### JOB:
Copy the material word for word, from its first line through the line that contains "positive clicks: (294, 337)", including both of those lines.

### DATA IN THIS EXERCISE:
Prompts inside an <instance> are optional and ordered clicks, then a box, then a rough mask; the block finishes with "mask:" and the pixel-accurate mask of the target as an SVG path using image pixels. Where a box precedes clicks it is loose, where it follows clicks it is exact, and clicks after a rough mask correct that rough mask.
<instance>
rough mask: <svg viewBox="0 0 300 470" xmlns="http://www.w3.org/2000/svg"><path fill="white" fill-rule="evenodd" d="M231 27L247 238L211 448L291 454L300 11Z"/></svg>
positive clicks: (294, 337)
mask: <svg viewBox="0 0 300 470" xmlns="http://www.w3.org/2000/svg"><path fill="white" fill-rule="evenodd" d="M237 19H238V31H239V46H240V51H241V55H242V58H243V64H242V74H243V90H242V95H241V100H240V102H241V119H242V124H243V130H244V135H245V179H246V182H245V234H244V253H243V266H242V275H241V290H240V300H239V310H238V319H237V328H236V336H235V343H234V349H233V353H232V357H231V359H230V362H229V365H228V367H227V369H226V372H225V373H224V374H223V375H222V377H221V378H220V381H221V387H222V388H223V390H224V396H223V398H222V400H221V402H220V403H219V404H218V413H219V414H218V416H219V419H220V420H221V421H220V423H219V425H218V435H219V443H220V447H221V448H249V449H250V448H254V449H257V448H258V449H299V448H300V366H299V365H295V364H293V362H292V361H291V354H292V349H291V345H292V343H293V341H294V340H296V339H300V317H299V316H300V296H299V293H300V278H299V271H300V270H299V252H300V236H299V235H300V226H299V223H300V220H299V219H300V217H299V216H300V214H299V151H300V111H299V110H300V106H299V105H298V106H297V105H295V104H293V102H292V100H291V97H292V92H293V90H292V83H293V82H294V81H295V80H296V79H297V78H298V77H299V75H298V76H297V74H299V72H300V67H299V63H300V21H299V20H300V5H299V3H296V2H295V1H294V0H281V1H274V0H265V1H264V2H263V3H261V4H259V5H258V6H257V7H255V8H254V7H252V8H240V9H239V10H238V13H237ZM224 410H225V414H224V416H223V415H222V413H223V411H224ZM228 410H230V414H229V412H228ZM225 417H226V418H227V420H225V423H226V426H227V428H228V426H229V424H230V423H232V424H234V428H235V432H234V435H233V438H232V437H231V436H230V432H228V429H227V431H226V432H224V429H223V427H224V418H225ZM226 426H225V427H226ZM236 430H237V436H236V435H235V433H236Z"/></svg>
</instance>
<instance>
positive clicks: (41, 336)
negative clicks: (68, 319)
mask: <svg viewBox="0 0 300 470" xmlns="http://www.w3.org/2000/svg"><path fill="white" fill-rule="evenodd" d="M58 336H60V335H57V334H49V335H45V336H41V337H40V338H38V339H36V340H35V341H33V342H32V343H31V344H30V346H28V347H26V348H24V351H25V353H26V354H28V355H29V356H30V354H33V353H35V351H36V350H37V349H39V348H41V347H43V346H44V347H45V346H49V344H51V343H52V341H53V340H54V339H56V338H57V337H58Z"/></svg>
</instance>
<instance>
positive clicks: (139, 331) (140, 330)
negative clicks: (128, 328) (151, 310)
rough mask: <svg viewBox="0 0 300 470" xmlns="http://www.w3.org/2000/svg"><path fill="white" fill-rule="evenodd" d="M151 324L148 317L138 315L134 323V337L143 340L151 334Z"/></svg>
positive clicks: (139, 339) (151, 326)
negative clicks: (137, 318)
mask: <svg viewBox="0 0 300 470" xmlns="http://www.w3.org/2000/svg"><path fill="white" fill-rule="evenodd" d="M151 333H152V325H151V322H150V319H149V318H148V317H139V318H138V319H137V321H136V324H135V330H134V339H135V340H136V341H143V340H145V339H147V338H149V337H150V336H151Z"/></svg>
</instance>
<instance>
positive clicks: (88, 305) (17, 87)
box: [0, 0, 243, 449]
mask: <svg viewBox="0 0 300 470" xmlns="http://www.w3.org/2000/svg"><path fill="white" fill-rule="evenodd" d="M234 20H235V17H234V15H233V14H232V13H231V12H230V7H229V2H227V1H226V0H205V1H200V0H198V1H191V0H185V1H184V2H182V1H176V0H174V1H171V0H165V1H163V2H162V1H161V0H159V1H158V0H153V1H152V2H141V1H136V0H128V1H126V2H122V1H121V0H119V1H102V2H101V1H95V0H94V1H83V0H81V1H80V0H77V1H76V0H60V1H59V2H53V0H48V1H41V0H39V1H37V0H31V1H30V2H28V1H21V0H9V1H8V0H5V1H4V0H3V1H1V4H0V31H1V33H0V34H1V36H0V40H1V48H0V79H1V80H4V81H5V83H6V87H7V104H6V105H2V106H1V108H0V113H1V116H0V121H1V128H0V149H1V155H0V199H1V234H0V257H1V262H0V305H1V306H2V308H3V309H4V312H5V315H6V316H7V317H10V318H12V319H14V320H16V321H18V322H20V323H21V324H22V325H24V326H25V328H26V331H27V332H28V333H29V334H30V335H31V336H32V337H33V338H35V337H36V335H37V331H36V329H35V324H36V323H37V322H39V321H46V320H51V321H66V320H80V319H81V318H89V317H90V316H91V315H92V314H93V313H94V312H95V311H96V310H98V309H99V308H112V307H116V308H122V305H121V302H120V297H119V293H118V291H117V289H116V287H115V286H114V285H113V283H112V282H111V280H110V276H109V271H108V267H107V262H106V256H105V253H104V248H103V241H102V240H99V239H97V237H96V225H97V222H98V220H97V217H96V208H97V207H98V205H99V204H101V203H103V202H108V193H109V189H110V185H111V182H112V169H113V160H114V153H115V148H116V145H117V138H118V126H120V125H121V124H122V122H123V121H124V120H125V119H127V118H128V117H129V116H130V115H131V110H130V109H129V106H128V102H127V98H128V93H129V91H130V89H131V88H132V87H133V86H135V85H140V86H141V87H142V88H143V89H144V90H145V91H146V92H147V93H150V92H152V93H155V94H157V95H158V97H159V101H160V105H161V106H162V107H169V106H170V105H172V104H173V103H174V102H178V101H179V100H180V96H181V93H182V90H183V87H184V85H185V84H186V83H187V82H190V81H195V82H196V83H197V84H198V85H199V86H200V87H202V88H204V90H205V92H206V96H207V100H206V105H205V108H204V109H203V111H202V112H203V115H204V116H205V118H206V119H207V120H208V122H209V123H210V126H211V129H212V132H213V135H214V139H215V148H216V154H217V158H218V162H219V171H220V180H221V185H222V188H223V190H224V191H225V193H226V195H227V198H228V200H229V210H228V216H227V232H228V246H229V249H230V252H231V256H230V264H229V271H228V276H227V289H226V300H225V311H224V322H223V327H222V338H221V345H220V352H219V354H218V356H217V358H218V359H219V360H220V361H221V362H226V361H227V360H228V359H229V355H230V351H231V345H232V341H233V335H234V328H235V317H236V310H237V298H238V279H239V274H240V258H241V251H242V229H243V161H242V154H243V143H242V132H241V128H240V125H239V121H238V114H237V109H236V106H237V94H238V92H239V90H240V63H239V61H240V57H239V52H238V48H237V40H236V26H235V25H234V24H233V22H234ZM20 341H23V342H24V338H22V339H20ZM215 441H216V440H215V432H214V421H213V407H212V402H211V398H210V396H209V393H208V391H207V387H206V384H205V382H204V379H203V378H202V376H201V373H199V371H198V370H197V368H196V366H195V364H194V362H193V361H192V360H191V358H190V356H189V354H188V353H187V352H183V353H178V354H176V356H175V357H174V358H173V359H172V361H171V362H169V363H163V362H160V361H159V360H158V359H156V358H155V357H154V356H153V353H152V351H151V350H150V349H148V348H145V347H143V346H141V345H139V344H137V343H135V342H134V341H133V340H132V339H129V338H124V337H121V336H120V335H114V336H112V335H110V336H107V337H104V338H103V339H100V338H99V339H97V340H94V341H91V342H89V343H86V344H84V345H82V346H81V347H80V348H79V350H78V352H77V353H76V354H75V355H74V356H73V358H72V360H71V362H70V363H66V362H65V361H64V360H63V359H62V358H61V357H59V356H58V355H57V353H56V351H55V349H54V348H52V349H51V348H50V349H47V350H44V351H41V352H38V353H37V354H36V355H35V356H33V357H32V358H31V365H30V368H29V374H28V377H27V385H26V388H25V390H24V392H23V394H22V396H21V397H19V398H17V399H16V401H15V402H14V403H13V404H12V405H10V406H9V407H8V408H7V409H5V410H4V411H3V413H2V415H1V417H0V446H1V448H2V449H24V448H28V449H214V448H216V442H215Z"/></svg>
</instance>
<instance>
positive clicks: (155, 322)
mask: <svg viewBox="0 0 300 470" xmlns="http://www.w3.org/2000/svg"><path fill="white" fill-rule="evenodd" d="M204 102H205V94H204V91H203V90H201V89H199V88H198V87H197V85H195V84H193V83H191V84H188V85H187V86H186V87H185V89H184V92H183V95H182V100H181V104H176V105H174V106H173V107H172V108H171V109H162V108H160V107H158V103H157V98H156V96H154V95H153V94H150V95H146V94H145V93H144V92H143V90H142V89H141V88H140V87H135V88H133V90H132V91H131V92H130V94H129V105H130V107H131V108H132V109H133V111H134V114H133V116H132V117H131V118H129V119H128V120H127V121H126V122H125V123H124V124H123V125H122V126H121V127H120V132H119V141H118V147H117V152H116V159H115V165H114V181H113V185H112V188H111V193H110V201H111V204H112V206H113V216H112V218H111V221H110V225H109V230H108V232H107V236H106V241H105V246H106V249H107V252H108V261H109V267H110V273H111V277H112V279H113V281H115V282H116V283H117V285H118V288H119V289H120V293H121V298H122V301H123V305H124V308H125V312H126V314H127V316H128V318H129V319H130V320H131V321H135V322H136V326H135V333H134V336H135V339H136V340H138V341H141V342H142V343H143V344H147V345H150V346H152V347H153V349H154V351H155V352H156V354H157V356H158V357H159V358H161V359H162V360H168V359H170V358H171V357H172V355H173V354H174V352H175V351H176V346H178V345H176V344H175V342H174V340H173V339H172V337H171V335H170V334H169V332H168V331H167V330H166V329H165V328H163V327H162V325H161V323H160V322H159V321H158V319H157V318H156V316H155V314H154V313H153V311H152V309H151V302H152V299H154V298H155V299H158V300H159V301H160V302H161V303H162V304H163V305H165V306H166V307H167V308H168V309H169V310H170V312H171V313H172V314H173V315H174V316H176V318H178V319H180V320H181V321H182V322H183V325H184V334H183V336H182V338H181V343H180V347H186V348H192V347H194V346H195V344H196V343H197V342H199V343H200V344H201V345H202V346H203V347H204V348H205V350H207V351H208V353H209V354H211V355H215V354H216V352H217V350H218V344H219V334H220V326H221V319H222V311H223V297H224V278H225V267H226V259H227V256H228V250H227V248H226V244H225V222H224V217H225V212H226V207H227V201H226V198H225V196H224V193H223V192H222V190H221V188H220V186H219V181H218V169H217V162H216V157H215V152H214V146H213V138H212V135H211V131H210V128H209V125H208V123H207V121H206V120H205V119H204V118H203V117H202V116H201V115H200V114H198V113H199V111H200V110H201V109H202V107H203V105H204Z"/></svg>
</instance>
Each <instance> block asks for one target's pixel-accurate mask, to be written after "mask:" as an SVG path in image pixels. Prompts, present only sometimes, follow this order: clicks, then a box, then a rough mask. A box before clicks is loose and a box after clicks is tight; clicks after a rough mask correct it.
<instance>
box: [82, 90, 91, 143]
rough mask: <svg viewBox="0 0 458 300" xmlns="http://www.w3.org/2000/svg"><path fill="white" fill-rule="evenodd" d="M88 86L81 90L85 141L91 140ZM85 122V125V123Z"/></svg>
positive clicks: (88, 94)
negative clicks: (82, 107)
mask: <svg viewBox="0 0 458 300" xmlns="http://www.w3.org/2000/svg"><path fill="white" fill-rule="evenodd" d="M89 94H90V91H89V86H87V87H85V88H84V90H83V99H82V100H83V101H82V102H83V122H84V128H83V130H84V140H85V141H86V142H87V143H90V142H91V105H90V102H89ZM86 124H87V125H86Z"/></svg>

### EXERCISE ANSWER:
Prompts inside an <instance> are optional and ordered clicks, then a box, then a rough mask; the block finishes with "mask:" and the pixel-accurate mask of the target as an SVG path using image pixels. Where a box precedes clicks it is loose, where it follows clicks it is exact, and clicks after a rough mask correct that rough mask.
<instance>
rough mask: <svg viewBox="0 0 300 470" xmlns="http://www.w3.org/2000/svg"><path fill="white" fill-rule="evenodd" d="M231 27L247 238L211 448L291 454L300 11Z"/></svg>
positive clicks: (294, 337)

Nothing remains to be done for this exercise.